TASK
Can you return every one of the records below word for word, with each line unchanged and in its original order?
****************
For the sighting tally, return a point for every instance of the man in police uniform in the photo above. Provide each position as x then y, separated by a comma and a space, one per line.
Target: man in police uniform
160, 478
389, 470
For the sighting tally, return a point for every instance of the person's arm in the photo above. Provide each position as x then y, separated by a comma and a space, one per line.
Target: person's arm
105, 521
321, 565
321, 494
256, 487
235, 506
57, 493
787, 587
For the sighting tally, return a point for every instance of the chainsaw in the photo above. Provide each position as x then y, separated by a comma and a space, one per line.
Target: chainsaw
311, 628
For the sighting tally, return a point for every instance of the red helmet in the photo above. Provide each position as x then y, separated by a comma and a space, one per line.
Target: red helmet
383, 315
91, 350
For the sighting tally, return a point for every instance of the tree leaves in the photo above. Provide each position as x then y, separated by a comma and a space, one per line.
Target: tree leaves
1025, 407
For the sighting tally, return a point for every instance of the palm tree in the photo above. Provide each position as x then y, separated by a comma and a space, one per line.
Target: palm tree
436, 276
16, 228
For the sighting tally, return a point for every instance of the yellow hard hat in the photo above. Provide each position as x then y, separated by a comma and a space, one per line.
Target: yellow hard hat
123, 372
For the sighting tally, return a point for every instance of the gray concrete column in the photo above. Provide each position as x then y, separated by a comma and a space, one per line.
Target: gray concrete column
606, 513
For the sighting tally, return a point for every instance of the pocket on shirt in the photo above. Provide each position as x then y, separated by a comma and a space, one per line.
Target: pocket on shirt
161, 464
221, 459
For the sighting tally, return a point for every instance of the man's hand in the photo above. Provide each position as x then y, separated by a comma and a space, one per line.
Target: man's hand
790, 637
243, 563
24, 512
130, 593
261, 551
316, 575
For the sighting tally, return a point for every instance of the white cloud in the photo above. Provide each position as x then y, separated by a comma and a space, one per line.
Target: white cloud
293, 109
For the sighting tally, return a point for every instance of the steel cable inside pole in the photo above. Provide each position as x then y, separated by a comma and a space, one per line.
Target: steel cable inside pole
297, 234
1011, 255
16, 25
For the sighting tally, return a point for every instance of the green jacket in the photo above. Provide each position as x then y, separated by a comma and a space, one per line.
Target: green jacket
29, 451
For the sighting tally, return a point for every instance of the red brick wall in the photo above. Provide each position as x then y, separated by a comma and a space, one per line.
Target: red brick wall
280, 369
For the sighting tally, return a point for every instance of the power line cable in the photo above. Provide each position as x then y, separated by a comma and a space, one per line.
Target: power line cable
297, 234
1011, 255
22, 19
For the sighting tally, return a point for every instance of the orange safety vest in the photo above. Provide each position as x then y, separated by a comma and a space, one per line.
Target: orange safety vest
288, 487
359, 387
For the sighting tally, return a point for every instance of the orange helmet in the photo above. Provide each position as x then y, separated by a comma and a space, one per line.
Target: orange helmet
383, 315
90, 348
****************
OUTPUT
For the sighting tally, return a point for every instance of the man in police uniform in the photo above. Provide each position as x then y, separated by a comma and a space, one per line.
Target: man in police uniform
160, 478
389, 470
For the sighting tally, return a point for every instance of the person's arm in the photo above. Provide each position as x then y, separated by a comma and a space, one per line.
Target: person's arm
105, 521
321, 565
321, 494
256, 487
235, 506
57, 493
787, 587
For the sighting tally, return a point for every instance of the chainsaw in the photo above. Provide each position as x then y, separated by a comma and a space, one per line.
Target: chainsaw
311, 628
For the sighting tally, return a point for every instance of the red helmet in the photo above. Provide each position as x then y, separated by a comma and a space, one per line.
Target: red helmet
383, 315
91, 350
For the sighting tally, return a point for every instance of the tree leaves in the photo above. Provide each position as x then y, separated by a comma and a space, one per line.
Target: tree leaves
1025, 407
For the sighting tally, return a point for every instance of the palm tree in the photo above. Provide each position as x then y, separated by a comma and a space, one per line.
Target: palm tree
436, 276
16, 228
For the sighting tally, return a point for every instance of the yellow hard hat in the photo above. Provide each position as x then y, separated by a comma and a space, one per line.
Target: yellow hard hat
123, 372
For the sighting tally, return a point for every instance of the gray concrete column in the photo above. Provide each position as x then y, separated by a comma and a space, one per line.
Target: gray concrete column
606, 513
For the sighting tally, return a point for every instance of the pocket on shirt in the photo above. Provide each position as x then y, separated by a comma and a space, one per line.
Target: pocket on shirt
161, 464
221, 459
For the sighting tally, return a point for every instance of the man's hand in the photo above. Provide each position as x then y, separated by a comma and a space, one per line.
Target: man's hand
790, 637
243, 563
24, 512
130, 593
261, 551
316, 575
For the sighting tally, return a point for every instance of the white cloud in the photo above. Provide each position as x then y, separated by a comma and a space, one per line.
Target: white cloud
293, 109
For the sighting tally, return a point for every instance of the steel cable inside pole in the photo above. Provide each position as x then y, separated by a comma and a space, one per line.
Target: steel cable inside pole
297, 234
1011, 255
16, 25
For the sighting tally, return a point for every instance of the green jacket in the photo above. Provide each position as x then y, separated by a comma and a space, one per line.
Target: green jacket
29, 451
For the sighting tally, return a point for every instance of the red brick wall in the photo above. Provide each position as x then y, separated by a comma and a space, one per line.
Target: red brick wall
280, 369
For the sighting tally, return a point for every instance of the power line cable in the photo above. Provide each position as x then y, separated by a comma and a space, one per line.
Target: power line cable
297, 234
1011, 255
22, 19
For the sighting tally, return a point for every instance of the orange safety vest in the photo above. Provide each position as x then y, separated by a comma and a space, one per line.
Target: orange safety vest
288, 487
359, 387
For the sighting tally, return a point for every instance of the orange helmet in the photo above. Provide each position as x then y, separated by a comma and a space, one per line.
Target: orange helmet
383, 315
90, 348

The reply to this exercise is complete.